[[ Recorded information open ]]

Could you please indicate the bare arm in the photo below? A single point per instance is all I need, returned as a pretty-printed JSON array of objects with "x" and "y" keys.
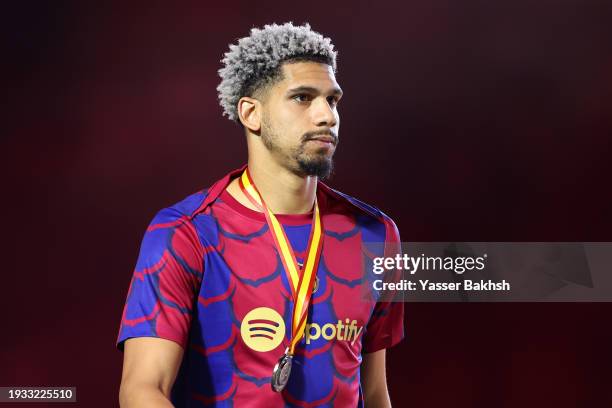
[
  {"x": 150, "y": 366},
  {"x": 374, "y": 380}
]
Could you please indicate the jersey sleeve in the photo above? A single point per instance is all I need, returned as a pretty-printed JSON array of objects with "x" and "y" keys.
[
  {"x": 386, "y": 326},
  {"x": 165, "y": 281}
]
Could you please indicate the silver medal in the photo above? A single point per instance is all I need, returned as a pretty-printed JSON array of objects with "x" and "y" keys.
[{"x": 282, "y": 370}]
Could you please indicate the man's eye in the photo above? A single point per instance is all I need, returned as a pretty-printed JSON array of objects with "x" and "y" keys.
[
  {"x": 332, "y": 100},
  {"x": 301, "y": 98}
]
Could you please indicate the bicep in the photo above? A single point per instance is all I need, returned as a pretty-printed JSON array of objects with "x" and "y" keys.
[{"x": 151, "y": 362}]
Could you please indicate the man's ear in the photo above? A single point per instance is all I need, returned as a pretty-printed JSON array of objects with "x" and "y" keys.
[{"x": 249, "y": 112}]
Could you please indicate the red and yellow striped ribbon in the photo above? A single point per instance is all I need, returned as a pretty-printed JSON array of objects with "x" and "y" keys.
[{"x": 301, "y": 279}]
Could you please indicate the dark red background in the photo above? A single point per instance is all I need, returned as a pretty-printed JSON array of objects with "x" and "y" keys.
[{"x": 463, "y": 120}]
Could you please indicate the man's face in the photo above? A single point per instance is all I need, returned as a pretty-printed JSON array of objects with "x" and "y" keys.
[{"x": 300, "y": 120}]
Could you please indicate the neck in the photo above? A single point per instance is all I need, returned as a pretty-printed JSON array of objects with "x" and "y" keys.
[{"x": 283, "y": 191}]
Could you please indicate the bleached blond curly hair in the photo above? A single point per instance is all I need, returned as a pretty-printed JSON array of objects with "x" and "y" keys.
[{"x": 256, "y": 60}]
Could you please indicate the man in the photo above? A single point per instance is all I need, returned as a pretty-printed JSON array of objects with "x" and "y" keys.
[{"x": 250, "y": 293}]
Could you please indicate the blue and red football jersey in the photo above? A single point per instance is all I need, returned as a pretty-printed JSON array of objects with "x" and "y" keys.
[{"x": 209, "y": 278}]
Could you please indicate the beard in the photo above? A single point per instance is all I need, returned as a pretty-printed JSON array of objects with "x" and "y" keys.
[{"x": 296, "y": 159}]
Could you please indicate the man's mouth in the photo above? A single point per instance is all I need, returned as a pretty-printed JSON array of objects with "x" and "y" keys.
[{"x": 324, "y": 139}]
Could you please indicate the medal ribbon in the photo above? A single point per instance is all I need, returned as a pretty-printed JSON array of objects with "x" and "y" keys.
[{"x": 301, "y": 279}]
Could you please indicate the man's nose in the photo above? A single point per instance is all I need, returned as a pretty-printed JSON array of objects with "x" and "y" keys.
[{"x": 323, "y": 113}]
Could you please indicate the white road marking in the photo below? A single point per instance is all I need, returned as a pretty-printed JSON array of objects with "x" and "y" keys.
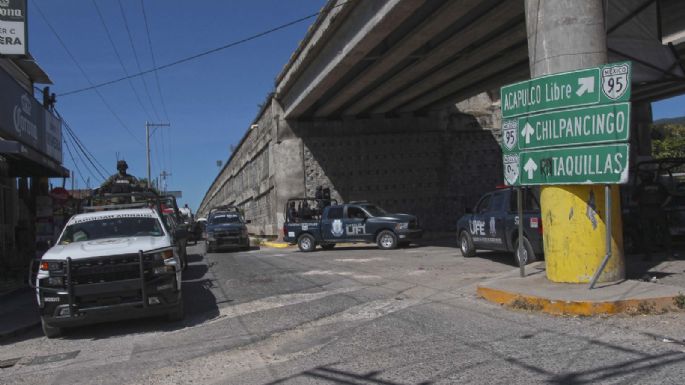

[[ Recorded information closed ]]

_Work instruction:_
Beginning at the line with "Could you please indicate the blue", reproduce word for word each line through the last line of the records. Include both ends but no pictures.

_Reply:_
Could you please indicate the blue and red football jersey in the photo above? A single point per instance is all I need, returned as a pretty-printed JSON array of objects with "x" and "y" keys.
[{"x": 209, "y": 278}]
Could you please indicate the beard in the photo above? A single point per instance is all I need, returned as a pretty-printed JSON array of objects with "x" and "y" keys.
[{"x": 296, "y": 159}]
Could you please indicate the man's mouth in the photo above? A single point per instance is all I need, returned as a pretty-printed JSON array of objects with "x" and "y" keys.
[{"x": 324, "y": 139}]
Could you please indicate the medal ribbon in the photo above? A single point per instance is all I need, returned as a pretty-printed JSON array of objects with "x" and "y" keys.
[{"x": 301, "y": 279}]
Could you please indicate the man's nose in the photo above? A single point per instance is all I need, returned as a pretty-printed JSON array of objects with "x" and "y" keys.
[{"x": 323, "y": 113}]
Could you please indicate the white road marking in the photo below? A single point per instance is all I need, returned as a pretty-printed JSON array of objects with "x" and "y" keys.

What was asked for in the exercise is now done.